**JOB 1**
In the thread about downgrading a car, what monthly repayment is the original poster paying now?

**SOURCE**
——————————

# Downgrading Car



## annemarief8 (29 Jan 2008)

Hi I need advice here beofre I approach car dealership.

Last March we upgraded our car to a brand new Nissan Quasquai. At the time finance was not an issue and we overfinanced by 7k approx. (I realise how shortsighted we were ok)

The issue now is this, I am pregnant and we would like to downgrade the car to maybe an 05,06 primera model or similar. Is it feasible to go into the dealership and say we need our repayments reduced by €200 a month so hook s up with a carn that can allow this to happen, or is he going to say that because we overfinanced that we are completely stuck?

It would not be the end of the world but if we could reduce it then it means my partner could be a stay at home father for the first few months which would be wonderful.

any advice?


----------



## demoivre (29 Jan 2008)

What type of finance deal do you have ?


----------



## annemarief8 (29 Jan 2008)

With PTSB through the dealership. paying €640 a month repayments. Ideally this would be about €450

One positive I can see is that we have a black Quaquai and I know there is a waiting list for the black model so he would prob have no problem selling it


----------



## fmcg (29 Jan 2008)

This is totally feasible and I know several friends who have downgraded expensive cars to 2/3 year old version, unless the finance package was very strict which I doubt. I cleared my car loan (got a freebee banger from my brother) with GE Money and there was no penalty for doing so early. The car dealers are familar with this scenario as its happening a lot, just not many people like to talk about it! Car dealer can renegotiate new finance deal, that is what happens if you want to upgrade your can so same thing when you want to downgrade. Make sure you find out what you own one is worth before going in, dealers and public alike use www.carzone.ie to check current prices.

——————————

**JOB 2**
Give the lines of the listing, from the line containing "TARGET = car window" through the end of the listing, inclusive, as a JSON list of strings with one string per line and no blank lines.

**DATASET EXCERPTS**
——————————

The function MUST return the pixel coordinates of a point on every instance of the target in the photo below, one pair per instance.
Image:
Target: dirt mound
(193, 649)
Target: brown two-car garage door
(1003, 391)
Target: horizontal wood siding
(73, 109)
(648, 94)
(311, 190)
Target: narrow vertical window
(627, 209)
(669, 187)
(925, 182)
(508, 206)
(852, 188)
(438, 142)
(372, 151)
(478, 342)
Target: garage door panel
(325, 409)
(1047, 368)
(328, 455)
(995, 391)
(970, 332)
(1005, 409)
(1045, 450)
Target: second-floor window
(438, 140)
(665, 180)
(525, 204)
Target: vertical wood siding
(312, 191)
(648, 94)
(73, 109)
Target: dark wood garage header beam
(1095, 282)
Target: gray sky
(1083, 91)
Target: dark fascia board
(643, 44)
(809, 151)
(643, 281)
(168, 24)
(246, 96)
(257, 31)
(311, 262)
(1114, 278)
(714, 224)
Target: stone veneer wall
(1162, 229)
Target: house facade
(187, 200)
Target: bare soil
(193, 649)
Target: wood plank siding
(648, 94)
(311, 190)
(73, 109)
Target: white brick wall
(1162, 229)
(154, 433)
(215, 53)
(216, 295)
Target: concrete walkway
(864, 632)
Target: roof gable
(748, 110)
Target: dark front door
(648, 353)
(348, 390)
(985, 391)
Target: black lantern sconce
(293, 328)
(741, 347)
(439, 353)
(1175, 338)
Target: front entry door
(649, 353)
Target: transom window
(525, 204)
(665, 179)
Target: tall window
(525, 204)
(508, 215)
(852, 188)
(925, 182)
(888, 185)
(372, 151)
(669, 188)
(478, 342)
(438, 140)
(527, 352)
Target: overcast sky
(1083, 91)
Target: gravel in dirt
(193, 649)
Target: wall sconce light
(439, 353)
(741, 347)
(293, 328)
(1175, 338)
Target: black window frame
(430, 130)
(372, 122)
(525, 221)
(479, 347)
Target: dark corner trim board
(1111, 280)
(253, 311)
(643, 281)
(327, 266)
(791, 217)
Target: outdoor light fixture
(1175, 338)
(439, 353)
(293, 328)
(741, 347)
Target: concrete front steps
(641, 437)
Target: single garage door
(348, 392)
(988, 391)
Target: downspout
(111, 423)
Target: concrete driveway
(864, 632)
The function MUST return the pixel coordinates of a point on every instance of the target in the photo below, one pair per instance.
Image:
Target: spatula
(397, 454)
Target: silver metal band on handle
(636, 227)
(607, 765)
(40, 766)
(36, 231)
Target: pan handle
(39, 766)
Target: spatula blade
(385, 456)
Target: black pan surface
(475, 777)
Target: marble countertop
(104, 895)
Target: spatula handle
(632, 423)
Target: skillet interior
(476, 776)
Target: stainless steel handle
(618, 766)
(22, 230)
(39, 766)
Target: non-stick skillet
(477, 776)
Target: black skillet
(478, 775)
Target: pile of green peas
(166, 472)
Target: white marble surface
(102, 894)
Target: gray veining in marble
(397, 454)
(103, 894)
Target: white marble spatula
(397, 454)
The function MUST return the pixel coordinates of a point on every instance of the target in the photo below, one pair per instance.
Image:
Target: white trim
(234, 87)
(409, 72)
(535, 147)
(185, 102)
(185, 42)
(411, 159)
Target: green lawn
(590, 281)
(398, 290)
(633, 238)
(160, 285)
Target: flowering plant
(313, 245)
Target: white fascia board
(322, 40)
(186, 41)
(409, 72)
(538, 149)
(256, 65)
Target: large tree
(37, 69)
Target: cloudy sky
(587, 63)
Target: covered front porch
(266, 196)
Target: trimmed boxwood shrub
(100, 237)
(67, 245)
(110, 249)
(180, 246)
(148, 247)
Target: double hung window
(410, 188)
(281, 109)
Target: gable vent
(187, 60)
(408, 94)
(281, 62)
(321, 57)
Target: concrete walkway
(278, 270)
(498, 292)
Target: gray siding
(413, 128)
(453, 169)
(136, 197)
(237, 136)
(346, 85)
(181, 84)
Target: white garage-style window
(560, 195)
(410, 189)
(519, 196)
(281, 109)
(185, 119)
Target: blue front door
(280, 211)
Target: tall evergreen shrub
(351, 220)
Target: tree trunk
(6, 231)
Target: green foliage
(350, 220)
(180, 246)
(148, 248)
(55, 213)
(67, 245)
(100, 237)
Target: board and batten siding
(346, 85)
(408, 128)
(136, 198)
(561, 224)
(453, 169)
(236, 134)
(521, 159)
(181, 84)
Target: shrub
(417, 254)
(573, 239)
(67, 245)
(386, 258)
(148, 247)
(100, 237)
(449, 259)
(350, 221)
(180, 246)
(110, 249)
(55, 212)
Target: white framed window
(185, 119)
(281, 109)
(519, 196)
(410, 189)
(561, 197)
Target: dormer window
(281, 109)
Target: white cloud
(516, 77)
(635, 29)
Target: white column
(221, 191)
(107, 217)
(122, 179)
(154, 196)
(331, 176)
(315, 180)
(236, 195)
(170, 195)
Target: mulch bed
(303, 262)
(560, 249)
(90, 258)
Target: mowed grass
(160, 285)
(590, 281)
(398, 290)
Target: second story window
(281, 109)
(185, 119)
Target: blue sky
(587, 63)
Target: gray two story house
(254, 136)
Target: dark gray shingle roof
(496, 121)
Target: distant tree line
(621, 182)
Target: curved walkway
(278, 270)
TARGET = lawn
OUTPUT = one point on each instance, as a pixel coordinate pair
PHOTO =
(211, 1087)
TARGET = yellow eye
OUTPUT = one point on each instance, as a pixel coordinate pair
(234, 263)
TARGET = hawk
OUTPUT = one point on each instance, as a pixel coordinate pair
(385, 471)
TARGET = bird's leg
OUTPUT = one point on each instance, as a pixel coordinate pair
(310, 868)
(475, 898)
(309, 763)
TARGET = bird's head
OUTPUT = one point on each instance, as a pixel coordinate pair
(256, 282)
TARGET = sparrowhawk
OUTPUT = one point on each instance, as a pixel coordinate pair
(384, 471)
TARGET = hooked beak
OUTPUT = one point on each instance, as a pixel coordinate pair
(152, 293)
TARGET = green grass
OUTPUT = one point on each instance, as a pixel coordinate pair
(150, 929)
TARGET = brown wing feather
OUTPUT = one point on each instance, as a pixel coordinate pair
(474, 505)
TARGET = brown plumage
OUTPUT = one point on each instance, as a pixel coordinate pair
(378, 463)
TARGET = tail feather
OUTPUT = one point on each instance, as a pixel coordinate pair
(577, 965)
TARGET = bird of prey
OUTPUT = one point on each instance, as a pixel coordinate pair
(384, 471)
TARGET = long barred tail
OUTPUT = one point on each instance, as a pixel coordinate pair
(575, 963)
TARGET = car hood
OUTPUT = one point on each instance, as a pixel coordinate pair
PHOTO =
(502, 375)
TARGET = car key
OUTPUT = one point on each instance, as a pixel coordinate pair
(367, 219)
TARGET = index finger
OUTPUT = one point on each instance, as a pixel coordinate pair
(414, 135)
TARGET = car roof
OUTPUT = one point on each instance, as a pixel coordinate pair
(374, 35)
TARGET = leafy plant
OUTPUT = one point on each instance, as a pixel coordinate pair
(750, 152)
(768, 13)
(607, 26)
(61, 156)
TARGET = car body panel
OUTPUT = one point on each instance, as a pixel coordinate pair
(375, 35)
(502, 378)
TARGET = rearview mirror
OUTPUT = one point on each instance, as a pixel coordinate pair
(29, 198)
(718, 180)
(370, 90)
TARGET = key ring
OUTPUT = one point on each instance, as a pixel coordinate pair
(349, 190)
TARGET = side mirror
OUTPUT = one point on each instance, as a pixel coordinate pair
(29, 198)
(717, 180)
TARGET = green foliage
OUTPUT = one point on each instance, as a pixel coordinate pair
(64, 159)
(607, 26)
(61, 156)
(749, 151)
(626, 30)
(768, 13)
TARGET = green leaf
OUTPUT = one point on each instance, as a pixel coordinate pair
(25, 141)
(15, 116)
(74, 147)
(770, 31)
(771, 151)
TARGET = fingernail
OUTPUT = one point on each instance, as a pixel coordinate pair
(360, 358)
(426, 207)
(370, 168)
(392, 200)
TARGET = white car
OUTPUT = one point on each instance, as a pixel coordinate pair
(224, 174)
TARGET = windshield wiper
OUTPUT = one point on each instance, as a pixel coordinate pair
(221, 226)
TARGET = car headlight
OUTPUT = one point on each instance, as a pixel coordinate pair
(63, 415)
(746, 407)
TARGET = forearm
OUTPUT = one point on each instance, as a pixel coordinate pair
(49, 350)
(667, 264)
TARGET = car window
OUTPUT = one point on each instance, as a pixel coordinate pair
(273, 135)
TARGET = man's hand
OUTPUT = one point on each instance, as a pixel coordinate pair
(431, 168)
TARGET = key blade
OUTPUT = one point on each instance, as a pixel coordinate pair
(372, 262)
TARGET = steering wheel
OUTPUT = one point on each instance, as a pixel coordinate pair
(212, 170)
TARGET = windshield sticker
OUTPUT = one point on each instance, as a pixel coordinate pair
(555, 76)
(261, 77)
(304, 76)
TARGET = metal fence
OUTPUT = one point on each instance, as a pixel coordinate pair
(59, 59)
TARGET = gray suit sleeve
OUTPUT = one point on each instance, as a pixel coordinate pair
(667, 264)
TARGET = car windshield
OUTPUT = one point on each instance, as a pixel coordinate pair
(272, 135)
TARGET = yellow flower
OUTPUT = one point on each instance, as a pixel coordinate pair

——————————

**FULL OUTPUT 1**
€640 a month.

**FULL OUTPUT 2**
[
  "TARGET = car window",
  "OUTPUT = one point on each instance, as a pixel coordinate pair",
  "(273, 135)",
  "TARGET = man's hand",
  "OUTPUT = one point on each instance, as a pixel coordinate pair",
  "(431, 168)",
  "TARGET = key blade",
  "OUTPUT = one point on each instance, as a pixel coordinate pair",
  "(372, 262)",
  "TARGET = steering wheel",
  "OUTPUT = one point on each instance, as a pixel coordinate pair",
  "(212, 170)",
  "TARGET = windshield sticker",
  "OUTPUT = one point on each instance, as a pixel coordinate pair",
  "(555, 76)",
  "(261, 77)",
  "(304, 76)",
  "TARGET = metal fence",
  "OUTPUT = one point on each instance, as a pixel coordinate pair",
  "(59, 59)",
  "TARGET = gray suit sleeve",
  "OUTPUT = one point on each instance, as a pixel coordinate pair",
  "(667, 264)",
  "TARGET = car windshield",
  "OUTPUT = one point on each instance, as a pixel coordinate pair",
  "(272, 135)",
  "TARGET = yellow flower",
  "OUTPUT = one point on each instance, as a pixel coordinate pair"
]